• **Extrait**

━━━━━━

Rabearison Roland, alias le chanteur compositeur interprète, Vahömbey, fait partie de ces personnages de l’identité nationale qui nous propose un regard transversale, donc intéressant. Chanteur à l’origine, il s’est présenté à l’élection présidentielle 2014 à Madagascar. Il n’était pas dans le peloton de tête, mais son engagement profond envers un idéal pour notre pays persiste, loin des effets de manches des coursives du Colbert. Il a accepté avec gentillesse de se prêter au jeu de l’interview. Ci-dessous ses réponses aux questions que tout le monde se pose. Interview au cœur du sujet et sans complaisance.
Que pensez-vous du come-back en force de Marc Ravalomanana ?
Grand temps que l’ancien Président Marc Ravalomanana ait enfin décidé d’abréger son exil volontaire ! Ne représente-t-il pas une pièce maîtresse de l’échiquier politique actuel ? Aucune authentique bonne foi ne contredira cette évidence.
Y voyez-vous une stratégie, et laquelle ?
Côté cour, son but est de reconquérir le pouvoir. Son objectif : reprendre haut la main le circuit des affaires. Et subsidiairement, prendre sa revanche et peut-être même se venger vu l’orgueil qu’il a délibérément affiché. Voire, excessivement affiché. Aussi est-il malaisé de percer des indices, côté jardin. Il a largement eu le temps de côtoyer des stratèges de différents gabarits durant son exil. A lui, une fois au pays, de se muer en tacticien selon son propre ressenti.

━━━━━━

Entrées sur la localisation d'objets nommés

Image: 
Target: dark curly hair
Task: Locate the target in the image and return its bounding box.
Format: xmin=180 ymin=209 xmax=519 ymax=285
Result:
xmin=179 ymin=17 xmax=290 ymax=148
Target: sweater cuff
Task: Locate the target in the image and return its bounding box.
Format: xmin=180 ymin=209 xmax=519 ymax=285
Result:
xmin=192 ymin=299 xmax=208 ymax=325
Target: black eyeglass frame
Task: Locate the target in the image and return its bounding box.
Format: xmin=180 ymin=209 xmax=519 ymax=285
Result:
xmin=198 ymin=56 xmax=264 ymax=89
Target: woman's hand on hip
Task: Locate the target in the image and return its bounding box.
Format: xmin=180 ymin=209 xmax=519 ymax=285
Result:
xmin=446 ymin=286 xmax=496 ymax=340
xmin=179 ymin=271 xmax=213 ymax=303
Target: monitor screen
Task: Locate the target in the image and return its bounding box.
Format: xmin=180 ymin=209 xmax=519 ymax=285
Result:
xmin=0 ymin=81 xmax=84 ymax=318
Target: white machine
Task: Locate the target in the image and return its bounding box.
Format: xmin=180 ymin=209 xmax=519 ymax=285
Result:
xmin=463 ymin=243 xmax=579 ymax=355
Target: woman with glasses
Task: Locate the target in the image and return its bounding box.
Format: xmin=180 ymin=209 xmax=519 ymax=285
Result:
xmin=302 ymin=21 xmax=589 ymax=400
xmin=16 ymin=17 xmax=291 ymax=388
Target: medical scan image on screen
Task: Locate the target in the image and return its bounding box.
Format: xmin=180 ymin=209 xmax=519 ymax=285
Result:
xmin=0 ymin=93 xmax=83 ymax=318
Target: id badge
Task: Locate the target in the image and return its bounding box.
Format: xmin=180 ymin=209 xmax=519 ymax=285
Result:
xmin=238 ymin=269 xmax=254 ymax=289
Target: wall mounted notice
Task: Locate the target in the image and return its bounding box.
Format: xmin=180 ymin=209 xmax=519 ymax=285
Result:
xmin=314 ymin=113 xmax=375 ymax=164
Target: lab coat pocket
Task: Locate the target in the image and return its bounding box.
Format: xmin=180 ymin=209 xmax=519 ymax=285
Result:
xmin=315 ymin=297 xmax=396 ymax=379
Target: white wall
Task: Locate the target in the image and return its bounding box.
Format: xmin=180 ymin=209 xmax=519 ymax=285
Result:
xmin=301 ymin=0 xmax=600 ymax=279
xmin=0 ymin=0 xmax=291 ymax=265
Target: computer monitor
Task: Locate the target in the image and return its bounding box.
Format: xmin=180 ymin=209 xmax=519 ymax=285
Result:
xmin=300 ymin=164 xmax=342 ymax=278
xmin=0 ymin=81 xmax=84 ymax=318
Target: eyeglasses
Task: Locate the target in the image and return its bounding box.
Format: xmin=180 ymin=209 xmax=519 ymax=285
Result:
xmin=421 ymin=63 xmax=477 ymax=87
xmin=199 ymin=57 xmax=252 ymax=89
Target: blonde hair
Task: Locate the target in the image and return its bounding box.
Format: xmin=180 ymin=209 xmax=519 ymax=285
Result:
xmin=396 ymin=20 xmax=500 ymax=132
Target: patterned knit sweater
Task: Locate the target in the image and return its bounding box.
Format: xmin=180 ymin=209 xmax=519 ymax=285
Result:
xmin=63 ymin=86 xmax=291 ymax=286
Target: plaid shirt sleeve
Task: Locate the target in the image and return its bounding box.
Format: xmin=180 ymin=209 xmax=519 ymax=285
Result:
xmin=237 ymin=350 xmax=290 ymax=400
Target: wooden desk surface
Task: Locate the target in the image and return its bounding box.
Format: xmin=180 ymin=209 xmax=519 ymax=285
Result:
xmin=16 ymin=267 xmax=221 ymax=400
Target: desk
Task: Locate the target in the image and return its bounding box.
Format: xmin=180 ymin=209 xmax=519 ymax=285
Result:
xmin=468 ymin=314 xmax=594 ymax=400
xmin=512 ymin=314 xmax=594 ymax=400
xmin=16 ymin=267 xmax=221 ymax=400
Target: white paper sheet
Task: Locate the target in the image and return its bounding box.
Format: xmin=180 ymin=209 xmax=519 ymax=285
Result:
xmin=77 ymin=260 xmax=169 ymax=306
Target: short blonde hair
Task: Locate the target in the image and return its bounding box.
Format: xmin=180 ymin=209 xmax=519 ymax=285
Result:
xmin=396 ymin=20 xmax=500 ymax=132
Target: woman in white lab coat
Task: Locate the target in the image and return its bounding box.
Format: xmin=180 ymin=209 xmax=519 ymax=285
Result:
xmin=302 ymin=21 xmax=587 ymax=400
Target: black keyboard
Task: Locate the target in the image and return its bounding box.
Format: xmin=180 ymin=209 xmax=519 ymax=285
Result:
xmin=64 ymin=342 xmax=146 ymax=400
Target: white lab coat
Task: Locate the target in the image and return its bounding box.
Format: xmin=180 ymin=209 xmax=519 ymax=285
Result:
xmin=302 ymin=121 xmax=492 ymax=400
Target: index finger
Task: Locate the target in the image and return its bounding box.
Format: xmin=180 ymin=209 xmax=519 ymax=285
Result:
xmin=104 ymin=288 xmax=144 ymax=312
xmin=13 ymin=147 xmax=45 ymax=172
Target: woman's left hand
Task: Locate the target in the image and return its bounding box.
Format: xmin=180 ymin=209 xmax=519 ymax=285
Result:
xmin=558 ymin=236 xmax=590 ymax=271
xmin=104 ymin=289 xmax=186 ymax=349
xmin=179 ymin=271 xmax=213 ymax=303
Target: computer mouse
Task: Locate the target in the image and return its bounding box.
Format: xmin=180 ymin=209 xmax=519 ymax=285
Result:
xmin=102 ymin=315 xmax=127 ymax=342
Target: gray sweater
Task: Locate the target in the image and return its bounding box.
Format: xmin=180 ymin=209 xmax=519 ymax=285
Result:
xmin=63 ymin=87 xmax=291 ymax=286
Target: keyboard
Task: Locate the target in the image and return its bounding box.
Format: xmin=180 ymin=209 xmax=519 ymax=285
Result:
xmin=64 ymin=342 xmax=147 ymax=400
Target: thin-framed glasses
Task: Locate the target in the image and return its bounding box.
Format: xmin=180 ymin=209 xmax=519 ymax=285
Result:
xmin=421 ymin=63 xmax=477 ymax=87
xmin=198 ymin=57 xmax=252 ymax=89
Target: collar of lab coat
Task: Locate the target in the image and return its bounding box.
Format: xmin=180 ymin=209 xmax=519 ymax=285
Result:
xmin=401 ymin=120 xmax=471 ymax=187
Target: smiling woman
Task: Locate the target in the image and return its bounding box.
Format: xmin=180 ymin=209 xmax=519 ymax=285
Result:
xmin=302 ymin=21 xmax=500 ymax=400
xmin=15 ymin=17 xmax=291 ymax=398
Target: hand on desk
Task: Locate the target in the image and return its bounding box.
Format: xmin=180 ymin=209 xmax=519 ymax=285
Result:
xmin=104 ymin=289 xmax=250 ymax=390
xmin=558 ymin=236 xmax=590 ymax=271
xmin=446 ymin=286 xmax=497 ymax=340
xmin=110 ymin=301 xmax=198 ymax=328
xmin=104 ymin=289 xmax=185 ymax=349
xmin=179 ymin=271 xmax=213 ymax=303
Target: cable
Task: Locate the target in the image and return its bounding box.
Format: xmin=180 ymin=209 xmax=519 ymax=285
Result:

━━━━━━

• **Votre objectif**
Énumérez toutes les visées que l'entretien prête à Marc Ravalomanana dans la réponse à « Y voyez-vous une stratégie, et laquelle ? ».

• **Solution proposée**
- Reconquérir le pouvoir
- Reprendre haut la main le circuit des affaires
- Prendre sa revanche
- Peut-être même se venger